▸ Extract provided:
A pro-war mural showing soldiers with weapons is seen on Sept. 22, 2022, in Moscow, Russia.
Russia's mobilization measures and impending annexation referendums in Ukraine will significantly aid Moscow's ability to continue the war into next year, but they are unlikely to greatly reduce Western military support for Ukraine, and will come at the cost of greater international isolation and domestic instability. On Sept. 20, the leaders of the four self-proclaimed pro-Russian occupation authorities in Ukraine's Luhansk, Donetsk, Zaporizhzhia and Kherson regions declared their intention to conduct ''referendums'' on their regions joining the Russian Federation from Sept. 23-27. On the same day, lawmakers in Russia's State Duma approved adjustments to the criminal code stipulating harsher penalties for failing to report for military duty, surrendering or refusing to fight. Then on Sept. 21, Russian President Vladimir Putin said Russia supported the referendums and announced he had signed a decree authorizing a partial mobilization of the Russian armed forces, a measure he said was necessary to ''defend Russia's people, sovereignty and territorial integrity.'' Russian Defense Minister Sergey Shoigu has since said the initial mobilization would call up 300,000 reservists with previous military experience.

▸ Dataset entries:
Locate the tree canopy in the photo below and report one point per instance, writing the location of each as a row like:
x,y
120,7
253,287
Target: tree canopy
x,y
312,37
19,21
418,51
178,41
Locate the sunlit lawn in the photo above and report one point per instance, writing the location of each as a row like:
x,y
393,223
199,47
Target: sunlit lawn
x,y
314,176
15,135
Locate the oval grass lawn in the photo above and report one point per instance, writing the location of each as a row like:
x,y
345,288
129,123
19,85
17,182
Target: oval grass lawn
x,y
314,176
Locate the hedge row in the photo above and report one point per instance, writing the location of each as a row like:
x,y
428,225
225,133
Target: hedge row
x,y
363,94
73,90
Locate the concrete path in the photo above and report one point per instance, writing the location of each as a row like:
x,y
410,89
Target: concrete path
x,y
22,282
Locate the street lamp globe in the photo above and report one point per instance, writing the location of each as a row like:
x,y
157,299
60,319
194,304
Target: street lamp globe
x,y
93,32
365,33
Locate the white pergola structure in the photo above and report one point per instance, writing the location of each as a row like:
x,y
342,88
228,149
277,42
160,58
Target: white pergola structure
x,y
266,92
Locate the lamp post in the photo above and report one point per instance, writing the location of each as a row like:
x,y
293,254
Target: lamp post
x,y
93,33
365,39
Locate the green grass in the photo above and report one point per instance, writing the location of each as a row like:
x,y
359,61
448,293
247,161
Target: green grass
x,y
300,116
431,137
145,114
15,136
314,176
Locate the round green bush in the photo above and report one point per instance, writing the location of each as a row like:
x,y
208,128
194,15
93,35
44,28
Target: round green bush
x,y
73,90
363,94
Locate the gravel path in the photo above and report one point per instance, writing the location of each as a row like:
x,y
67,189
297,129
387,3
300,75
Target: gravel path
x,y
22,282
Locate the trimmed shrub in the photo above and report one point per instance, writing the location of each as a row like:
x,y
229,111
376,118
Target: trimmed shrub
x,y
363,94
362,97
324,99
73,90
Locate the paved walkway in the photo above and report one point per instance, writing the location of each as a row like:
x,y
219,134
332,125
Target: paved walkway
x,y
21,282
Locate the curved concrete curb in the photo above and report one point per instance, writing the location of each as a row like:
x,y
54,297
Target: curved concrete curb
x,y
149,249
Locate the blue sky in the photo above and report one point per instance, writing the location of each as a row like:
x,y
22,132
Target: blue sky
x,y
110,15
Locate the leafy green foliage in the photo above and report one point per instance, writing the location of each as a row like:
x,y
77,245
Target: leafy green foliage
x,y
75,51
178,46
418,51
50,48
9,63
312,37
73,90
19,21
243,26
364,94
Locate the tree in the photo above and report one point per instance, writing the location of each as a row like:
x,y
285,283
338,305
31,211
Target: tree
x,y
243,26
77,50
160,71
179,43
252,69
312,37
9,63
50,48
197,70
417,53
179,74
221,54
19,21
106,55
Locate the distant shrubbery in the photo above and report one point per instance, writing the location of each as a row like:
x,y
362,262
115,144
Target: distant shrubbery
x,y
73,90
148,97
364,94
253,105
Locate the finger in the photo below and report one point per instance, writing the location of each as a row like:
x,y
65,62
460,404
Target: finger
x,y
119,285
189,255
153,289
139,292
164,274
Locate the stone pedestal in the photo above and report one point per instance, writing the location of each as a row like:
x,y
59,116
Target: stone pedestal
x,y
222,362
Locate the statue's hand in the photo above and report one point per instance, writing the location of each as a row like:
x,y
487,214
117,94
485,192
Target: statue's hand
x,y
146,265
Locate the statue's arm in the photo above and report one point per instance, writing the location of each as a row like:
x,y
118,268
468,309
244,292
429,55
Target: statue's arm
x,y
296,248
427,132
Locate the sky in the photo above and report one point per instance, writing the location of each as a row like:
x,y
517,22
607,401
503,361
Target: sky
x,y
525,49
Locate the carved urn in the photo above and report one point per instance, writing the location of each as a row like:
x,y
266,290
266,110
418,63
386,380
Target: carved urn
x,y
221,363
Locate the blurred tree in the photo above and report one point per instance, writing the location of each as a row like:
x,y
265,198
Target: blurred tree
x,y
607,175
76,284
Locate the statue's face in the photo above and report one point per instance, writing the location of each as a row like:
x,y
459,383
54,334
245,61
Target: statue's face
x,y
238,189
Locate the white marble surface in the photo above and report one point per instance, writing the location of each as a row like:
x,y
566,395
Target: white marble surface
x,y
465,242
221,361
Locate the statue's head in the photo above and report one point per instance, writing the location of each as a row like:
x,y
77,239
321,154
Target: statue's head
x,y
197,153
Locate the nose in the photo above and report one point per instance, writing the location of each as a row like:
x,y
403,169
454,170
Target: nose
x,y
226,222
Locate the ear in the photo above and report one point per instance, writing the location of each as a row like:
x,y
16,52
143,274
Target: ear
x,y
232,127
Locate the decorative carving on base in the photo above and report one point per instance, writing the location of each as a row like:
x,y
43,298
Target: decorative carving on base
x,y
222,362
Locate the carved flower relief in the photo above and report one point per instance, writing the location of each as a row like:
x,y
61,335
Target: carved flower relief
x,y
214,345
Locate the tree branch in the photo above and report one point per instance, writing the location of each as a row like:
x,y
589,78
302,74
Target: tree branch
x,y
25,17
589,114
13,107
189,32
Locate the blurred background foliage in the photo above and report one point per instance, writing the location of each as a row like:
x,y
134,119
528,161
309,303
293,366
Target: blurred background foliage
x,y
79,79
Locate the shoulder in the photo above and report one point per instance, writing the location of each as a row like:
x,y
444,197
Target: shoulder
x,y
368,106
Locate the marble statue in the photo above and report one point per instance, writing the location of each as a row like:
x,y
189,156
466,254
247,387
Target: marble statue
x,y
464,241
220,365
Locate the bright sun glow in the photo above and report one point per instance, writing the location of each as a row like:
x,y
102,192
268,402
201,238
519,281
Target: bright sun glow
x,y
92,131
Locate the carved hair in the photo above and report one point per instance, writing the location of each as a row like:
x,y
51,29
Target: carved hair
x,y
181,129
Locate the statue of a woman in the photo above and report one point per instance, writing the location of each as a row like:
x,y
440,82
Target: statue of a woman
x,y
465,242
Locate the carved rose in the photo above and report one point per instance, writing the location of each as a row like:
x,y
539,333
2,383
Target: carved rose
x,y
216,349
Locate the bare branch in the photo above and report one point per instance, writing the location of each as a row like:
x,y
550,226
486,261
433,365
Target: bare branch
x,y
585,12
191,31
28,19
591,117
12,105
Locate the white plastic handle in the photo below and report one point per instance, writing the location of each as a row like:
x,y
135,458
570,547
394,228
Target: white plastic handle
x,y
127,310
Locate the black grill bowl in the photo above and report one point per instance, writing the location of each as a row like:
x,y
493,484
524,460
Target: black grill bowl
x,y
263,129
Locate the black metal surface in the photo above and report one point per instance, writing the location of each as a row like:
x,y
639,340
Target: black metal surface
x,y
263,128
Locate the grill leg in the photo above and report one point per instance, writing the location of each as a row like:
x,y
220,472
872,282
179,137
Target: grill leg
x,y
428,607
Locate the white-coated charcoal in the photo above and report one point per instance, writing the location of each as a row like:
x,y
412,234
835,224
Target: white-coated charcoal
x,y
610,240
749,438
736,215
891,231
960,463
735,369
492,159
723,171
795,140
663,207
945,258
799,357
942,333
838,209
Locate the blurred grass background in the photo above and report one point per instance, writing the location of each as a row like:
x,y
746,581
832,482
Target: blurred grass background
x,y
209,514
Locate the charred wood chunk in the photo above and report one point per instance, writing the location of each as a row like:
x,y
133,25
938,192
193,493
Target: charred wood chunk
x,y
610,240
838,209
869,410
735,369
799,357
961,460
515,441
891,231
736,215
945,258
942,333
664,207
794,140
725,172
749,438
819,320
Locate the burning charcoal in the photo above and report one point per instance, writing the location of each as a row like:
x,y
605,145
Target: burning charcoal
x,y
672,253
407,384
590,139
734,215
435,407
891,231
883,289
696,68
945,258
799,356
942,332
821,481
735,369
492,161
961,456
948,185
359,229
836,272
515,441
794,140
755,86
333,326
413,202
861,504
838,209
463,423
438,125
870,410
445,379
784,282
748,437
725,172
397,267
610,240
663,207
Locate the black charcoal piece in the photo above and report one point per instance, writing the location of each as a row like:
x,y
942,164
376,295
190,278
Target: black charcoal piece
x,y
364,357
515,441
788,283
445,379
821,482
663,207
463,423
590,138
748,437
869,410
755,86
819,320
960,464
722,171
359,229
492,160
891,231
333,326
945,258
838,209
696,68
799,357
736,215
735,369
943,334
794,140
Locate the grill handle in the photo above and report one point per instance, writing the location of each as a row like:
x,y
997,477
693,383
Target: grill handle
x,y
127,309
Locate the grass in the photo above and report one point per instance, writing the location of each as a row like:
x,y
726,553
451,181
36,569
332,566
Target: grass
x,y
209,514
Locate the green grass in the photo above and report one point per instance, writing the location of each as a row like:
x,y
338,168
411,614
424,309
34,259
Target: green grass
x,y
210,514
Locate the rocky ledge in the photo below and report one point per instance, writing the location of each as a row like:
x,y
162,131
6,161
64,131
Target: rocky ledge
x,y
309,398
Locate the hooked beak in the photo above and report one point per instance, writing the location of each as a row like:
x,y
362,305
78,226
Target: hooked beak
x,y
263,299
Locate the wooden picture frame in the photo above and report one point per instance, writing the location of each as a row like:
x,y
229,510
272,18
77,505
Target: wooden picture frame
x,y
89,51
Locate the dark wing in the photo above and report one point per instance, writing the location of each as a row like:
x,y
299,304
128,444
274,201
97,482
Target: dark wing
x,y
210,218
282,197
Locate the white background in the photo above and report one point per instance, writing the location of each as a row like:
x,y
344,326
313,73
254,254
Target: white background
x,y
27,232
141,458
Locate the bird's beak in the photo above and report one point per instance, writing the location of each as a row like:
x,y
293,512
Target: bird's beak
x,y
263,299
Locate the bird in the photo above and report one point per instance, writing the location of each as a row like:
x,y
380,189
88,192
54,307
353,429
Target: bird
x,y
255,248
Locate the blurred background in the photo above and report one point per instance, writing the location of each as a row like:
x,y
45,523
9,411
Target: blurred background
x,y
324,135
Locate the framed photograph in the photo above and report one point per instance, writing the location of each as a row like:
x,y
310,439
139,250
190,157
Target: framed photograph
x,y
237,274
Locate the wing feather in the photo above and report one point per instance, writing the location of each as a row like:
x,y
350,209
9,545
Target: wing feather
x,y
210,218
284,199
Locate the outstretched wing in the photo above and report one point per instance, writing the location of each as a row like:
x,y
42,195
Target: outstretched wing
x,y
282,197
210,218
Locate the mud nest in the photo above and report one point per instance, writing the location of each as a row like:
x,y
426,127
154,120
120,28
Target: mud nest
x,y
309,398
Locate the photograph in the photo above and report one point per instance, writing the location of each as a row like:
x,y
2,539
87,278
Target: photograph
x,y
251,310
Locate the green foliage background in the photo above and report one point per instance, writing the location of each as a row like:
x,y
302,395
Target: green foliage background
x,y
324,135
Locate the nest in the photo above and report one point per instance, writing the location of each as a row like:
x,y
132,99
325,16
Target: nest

▸ Challenge 1: According to the analysis of Russia's mobilization, how many reservists would the initial mobilization call up, as stated by Sergey Shoigu?
▸ Challenge 2: Render this sentence from the analysis of Russia's mobilization into Spanish: "On the same day, lawmakers in Russia's State Duma approved adjustments to the criminal code stipulating harsher penalties for failing to report for military duty, surrendering or refusing to fight."
▸ Challenge 3: Carry the analysis of Russia's mobilization forward, picking up right after its final sentence.

▸ Task output 1: 300,000 reservists with previous military experience.

▸ Task output 2: El mismo día, los legisladores de la Duma Estatal de Rusia aprobaron modificaciones al código penal que establecen sanciones más severas por no presentarse al servicio militar, rendirse o negarse a combatir.

▸ Task output 3:
- Putin's decree is deliberately vague. Its paragraph about the numbers of mobilized and mobilizing forces is redacted, and grants the Kremlin broad authority to expand and tailor the mobilization to Russia's needs — with or without directly notifying the Russian public. Russia's defense ministry will be responsible for creating specific mobilization quotas for each region of Russia that local authorities will be responsible for meeting. The changes to Russia's criminal code work in tandem with the mobilization, as those who signed three-to-six month contracts over the spring and summer will now find their terms of service extended indefinitely, risking years in prison should they attempt to leave military service.
- Russia's conscripts remain legally barred from participating in combat roles, despite widespread evidence they did so in the war's opening phase. Conscripts who should be demobilized in the fall of 2022 for completing their one-year of mandatory service could easily be forced directly into continued army service, as they fall under all three of the primary categories for the mobilization, meeting the criteria of being under 35 years old, having experience in a military specialty, and being already trained.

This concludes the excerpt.